> _SET TASK_:
Copy out the material below with every "even-odd rule" switched to "nonzero winding rule" and nothing else changed. Leave the pictures out of your copy.
══ DATASET EXCERPTS ══
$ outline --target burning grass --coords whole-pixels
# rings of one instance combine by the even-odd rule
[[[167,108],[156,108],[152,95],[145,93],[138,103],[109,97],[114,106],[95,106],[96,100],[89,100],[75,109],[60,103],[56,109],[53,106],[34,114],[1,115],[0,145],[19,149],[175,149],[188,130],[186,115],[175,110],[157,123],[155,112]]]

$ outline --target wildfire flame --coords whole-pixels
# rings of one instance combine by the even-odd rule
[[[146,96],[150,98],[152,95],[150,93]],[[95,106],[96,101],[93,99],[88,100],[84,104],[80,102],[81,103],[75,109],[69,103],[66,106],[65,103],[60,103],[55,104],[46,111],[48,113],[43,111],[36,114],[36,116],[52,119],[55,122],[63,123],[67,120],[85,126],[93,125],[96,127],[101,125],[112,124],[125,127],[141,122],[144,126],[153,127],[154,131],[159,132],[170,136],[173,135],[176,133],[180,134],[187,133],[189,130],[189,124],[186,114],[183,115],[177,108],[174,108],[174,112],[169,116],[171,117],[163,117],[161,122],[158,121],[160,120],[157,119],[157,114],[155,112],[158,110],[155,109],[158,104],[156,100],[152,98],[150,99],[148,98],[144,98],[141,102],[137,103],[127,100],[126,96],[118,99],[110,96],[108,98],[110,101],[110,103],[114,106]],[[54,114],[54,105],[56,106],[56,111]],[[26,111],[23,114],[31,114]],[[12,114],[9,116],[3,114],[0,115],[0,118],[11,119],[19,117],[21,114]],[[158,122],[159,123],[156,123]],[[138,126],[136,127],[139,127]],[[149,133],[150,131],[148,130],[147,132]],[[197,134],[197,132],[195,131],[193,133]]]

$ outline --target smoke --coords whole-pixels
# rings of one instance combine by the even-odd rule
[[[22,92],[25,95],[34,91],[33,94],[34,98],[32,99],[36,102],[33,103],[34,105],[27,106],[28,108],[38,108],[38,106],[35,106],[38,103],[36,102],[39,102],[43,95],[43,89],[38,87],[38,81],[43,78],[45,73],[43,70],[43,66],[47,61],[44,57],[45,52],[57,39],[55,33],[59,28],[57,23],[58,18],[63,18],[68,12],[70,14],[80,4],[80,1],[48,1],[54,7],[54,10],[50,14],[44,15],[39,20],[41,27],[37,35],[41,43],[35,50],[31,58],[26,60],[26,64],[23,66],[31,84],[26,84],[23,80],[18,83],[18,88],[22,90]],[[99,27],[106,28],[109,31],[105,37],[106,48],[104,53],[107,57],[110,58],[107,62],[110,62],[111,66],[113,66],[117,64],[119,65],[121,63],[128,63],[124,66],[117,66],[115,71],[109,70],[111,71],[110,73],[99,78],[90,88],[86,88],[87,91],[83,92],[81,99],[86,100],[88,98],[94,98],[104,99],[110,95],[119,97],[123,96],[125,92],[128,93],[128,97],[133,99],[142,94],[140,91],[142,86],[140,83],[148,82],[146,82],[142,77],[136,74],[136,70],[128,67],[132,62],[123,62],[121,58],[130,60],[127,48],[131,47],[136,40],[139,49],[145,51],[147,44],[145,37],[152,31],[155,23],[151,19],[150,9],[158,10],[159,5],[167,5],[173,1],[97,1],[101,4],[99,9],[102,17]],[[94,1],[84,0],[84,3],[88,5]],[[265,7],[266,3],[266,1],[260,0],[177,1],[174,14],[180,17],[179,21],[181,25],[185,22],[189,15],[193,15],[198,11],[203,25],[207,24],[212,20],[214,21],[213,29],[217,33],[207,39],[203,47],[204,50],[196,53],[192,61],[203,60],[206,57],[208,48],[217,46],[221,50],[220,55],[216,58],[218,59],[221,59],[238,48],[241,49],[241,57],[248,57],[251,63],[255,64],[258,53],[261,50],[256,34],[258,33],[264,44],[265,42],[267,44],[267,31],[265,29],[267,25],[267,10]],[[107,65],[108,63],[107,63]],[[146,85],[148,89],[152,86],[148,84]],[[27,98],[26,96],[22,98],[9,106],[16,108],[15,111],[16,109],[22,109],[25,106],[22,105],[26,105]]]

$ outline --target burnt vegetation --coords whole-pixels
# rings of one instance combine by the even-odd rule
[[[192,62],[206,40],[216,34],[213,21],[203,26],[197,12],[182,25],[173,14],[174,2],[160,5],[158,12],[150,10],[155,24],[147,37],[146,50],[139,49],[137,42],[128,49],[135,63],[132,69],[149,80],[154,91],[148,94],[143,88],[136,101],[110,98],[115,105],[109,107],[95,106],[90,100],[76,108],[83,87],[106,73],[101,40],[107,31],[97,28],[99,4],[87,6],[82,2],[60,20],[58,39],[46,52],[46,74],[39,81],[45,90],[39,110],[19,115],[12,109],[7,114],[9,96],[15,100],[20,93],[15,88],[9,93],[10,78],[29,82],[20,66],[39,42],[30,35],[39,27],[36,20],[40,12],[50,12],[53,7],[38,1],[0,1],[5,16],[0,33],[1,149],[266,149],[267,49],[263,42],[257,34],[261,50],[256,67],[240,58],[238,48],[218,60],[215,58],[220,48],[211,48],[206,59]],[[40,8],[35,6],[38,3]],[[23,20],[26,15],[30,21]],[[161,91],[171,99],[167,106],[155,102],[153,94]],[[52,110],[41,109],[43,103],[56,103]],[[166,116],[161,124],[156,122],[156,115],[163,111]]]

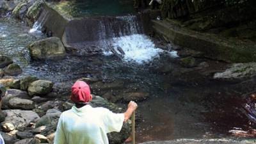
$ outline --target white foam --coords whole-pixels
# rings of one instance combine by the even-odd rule
[[[114,48],[120,54],[117,47],[122,48],[125,53],[124,60],[127,61],[135,61],[142,64],[149,62],[155,58],[158,58],[160,53],[166,52],[156,48],[153,42],[145,35],[132,35],[113,39]],[[177,52],[170,52],[171,56],[178,56]]]
[[[42,33],[41,29],[42,29],[41,24],[36,21],[35,22],[32,28],[29,29],[29,33]]]

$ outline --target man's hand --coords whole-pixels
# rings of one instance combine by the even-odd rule
[[[137,104],[134,101],[131,101],[128,104],[127,110],[124,113],[124,122],[127,121],[131,116],[133,111],[134,111],[138,108]]]
[[[131,108],[131,109],[132,109],[133,111],[135,111],[135,109],[136,109],[137,108],[138,108],[138,105],[135,102],[130,101],[130,102],[129,102],[128,109]]]

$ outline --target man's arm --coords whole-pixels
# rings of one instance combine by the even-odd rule
[[[127,122],[132,116],[133,111],[134,111],[138,108],[137,104],[134,101],[131,101],[128,104],[128,108],[126,111],[124,113],[124,122]]]

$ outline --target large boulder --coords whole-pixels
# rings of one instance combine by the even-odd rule
[[[239,79],[256,75],[256,63],[235,63],[223,72],[216,73],[214,79]]]
[[[24,131],[26,127],[31,122],[35,122],[39,118],[39,116],[32,111],[22,111],[20,109],[4,110],[7,114],[5,120],[1,123],[4,131],[12,131],[18,129]],[[13,127],[13,129],[12,128]]]
[[[49,81],[38,80],[31,83],[28,88],[29,95],[42,95],[50,93],[53,83]]]
[[[20,109],[31,110],[35,108],[34,102],[28,99],[23,99],[19,97],[11,99],[8,102],[11,109]]]
[[[33,60],[55,60],[63,58],[66,51],[58,37],[51,37],[36,41],[29,46],[30,55]]]
[[[3,68],[13,63],[9,57],[4,55],[0,55],[0,68]]]
[[[20,79],[20,90],[27,90],[28,86],[33,81],[37,81],[38,79],[35,76],[26,76]]]
[[[4,72],[8,75],[18,75],[22,72],[20,67],[17,63],[12,63],[9,65],[5,69]]]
═══
> _EXERCISE SOLUTION_:
$ outline --target burning grass --coords whole-pixels
# rings of one instance combine by the nonzero winding rule
[[[167,108],[156,108],[152,95],[145,93],[138,103],[109,97],[114,106],[95,106],[96,100],[89,100],[75,109],[60,103],[56,109],[53,106],[34,114],[1,115],[0,145],[19,149],[175,149],[188,130],[186,115],[175,110],[157,123],[155,112]]]

$ outline --target wildfire flame --coords whole-pixels
# rings of one instance combine by the nonzero winding rule
[[[146,96],[150,98],[152,95],[150,93]],[[95,106],[96,101],[93,99],[88,100],[84,104],[80,102],[81,103],[75,109],[69,103],[66,106],[65,103],[60,103],[55,104],[46,111],[48,113],[43,111],[36,114],[36,116],[52,119],[55,122],[63,123],[67,120],[85,126],[93,125],[96,127],[101,125],[112,124],[125,127],[141,122],[144,126],[153,127],[154,131],[159,132],[170,136],[173,135],[176,133],[180,134],[187,133],[189,130],[189,124],[186,114],[183,115],[177,108],[174,108],[174,112],[169,116],[171,117],[163,117],[161,122],[158,121],[160,120],[157,119],[157,114],[155,112],[158,110],[155,109],[158,104],[156,100],[152,98],[150,99],[148,98],[144,98],[141,102],[137,103],[127,100],[126,96],[118,99],[110,96],[108,98],[110,101],[110,103],[114,106]],[[54,114],[54,105],[56,106],[56,111]],[[26,111],[23,114],[31,114]],[[12,114],[9,116],[3,114],[0,115],[0,118],[11,119],[19,117],[21,114]],[[158,122],[159,123],[156,123]],[[138,126],[136,127],[139,127]],[[149,133],[150,131],[148,130],[147,132]],[[197,134],[197,132],[195,131],[193,133]]]

$ outline --target smoke --coords whole-pixels
# rings of one instance combine by the nonzero winding rule
[[[22,92],[25,95],[34,91],[33,94],[34,98],[32,99],[36,102],[33,103],[34,105],[27,106],[28,108],[38,108],[38,106],[35,106],[38,103],[36,102],[39,102],[43,95],[43,89],[38,87],[38,81],[43,78],[45,73],[43,70],[43,66],[47,61],[44,57],[45,52],[57,39],[55,33],[59,28],[57,23],[58,18],[63,18],[68,12],[70,14],[80,4],[80,1],[48,1],[54,7],[54,10],[50,14],[44,15],[39,20],[41,27],[37,35],[41,43],[35,50],[31,58],[26,60],[26,64],[23,66],[31,84],[26,84],[23,80],[18,83],[18,88],[22,90]],[[99,27],[106,28],[109,31],[105,37],[106,48],[104,53],[107,57],[110,58],[107,62],[110,62],[111,66],[113,66],[117,64],[119,65],[121,63],[128,63],[124,66],[117,66],[115,71],[109,70],[111,71],[110,73],[99,78],[90,88],[86,88],[87,91],[83,92],[81,99],[86,100],[88,98],[94,98],[104,99],[110,95],[119,97],[123,96],[125,92],[128,93],[128,97],[133,99],[142,94],[140,91],[142,86],[140,83],[148,82],[146,82],[142,77],[136,74],[136,70],[128,67],[132,62],[123,62],[121,58],[130,60],[127,48],[131,47],[136,40],[139,49],[145,51],[147,44],[145,37],[152,31],[155,23],[151,19],[150,9],[158,10],[159,5],[167,5],[173,1],[97,1],[101,4],[99,9],[102,17]],[[94,1],[84,0],[84,3],[88,5]],[[265,7],[266,3],[266,1],[260,0],[177,1],[174,14],[180,17],[179,21],[181,25],[185,22],[189,15],[193,15],[198,11],[203,25],[207,24],[212,20],[214,21],[213,29],[217,33],[207,39],[203,47],[204,50],[196,53],[192,61],[203,60],[206,57],[208,48],[217,46],[221,50],[220,55],[216,58],[218,59],[221,59],[238,48],[241,49],[241,57],[248,57],[251,63],[255,64],[258,53],[261,50],[256,34],[258,33],[264,44],[265,42],[267,44],[267,31],[265,29],[267,25],[267,10]],[[107,65],[108,63],[107,63]],[[146,85],[148,89],[152,86],[148,84]],[[27,98],[26,96],[22,98],[9,106],[16,108],[15,111],[16,109],[22,109],[25,106],[22,105],[26,105]]]

$ outline --target burnt vegetation --coords whole-pixels
# rings of one instance combine by the nonzero winding rule
[[[192,62],[206,40],[216,34],[213,21],[203,26],[197,12],[182,25],[173,14],[174,2],[160,5],[158,12],[150,10],[155,24],[147,37],[146,50],[139,49],[137,42],[128,49],[135,63],[132,69],[149,80],[154,91],[148,94],[143,88],[136,101],[110,98],[115,105],[109,107],[95,106],[90,100],[76,108],[83,87],[106,73],[101,40],[107,31],[97,28],[99,4],[87,6],[82,2],[60,20],[58,39],[46,52],[46,74],[39,81],[45,90],[39,110],[19,115],[12,109],[7,114],[9,96],[15,100],[20,93],[15,88],[9,93],[10,78],[29,82],[20,66],[39,42],[30,35],[39,27],[36,20],[40,12],[50,12],[53,7],[38,1],[0,1],[5,16],[0,33],[1,149],[266,149],[267,49],[263,42],[257,34],[261,50],[256,67],[240,58],[238,48],[218,60],[215,58],[220,48],[211,48],[206,59]],[[40,8],[35,6],[38,3]],[[23,20],[26,15],[30,21]],[[161,91],[171,99],[167,106],[155,102],[153,94]],[[52,110],[41,109],[43,103],[56,103]],[[166,116],[161,124],[156,122],[156,115],[163,111]]]

$ outline --target white foam --coords whole-pixels
# rings of one instance combine by the nonzero winding rule
[[[114,48],[120,54],[117,47],[122,48],[125,53],[124,60],[127,61],[135,61],[142,64],[149,62],[155,58],[158,58],[160,53],[166,52],[156,48],[153,42],[145,35],[132,35],[113,39]],[[177,52],[170,52],[171,56],[178,56]]]
[[[42,33],[41,29],[42,29],[41,24],[36,21],[35,22],[32,28],[29,29],[29,33]]]

$ outline --target man's hand --coords whole-pixels
# rings of one instance combine by the nonzero winding rule
[[[137,104],[134,101],[131,101],[128,104],[127,110],[124,113],[124,122],[127,121],[131,116],[133,111],[134,111],[138,108]]]
[[[131,108],[131,109],[132,109],[133,111],[135,111],[135,109],[136,109],[137,108],[138,108],[138,105],[135,102],[130,101],[130,102],[129,102],[128,109]]]

$ outline --target man's arm --coords whole-pixels
# rings of one instance combine by the nonzero winding rule
[[[127,122],[132,116],[133,111],[134,111],[138,108],[137,104],[134,101],[131,101],[128,104],[128,108],[126,111],[124,113],[124,122]]]

$ outline --target large boulder --coords whole-pixels
# rings of one instance combine by the nonzero winding rule
[[[239,79],[256,75],[256,63],[235,63],[223,72],[216,73],[214,79]]]
[[[24,131],[26,127],[31,122],[35,122],[39,118],[39,116],[32,111],[22,111],[20,109],[4,110],[7,114],[5,120],[1,123],[4,131],[12,131],[18,129]],[[13,127],[13,129],[12,128]]]
[[[49,81],[38,80],[31,83],[28,88],[29,95],[42,95],[50,93],[53,83]]]
[[[20,109],[31,110],[35,108],[34,102],[28,99],[23,99],[19,97],[11,99],[8,102],[11,109]]]
[[[33,60],[55,60],[63,58],[66,51],[58,37],[51,37],[36,41],[29,46],[30,55]]]
[[[3,68],[13,63],[9,57],[4,55],[0,55],[0,68]]]
[[[20,79],[20,90],[27,90],[28,86],[33,81],[37,81],[38,79],[35,76],[26,76]]]
[[[4,72],[8,75],[18,75],[22,72],[20,67],[17,63],[12,63],[9,65],[5,69]]]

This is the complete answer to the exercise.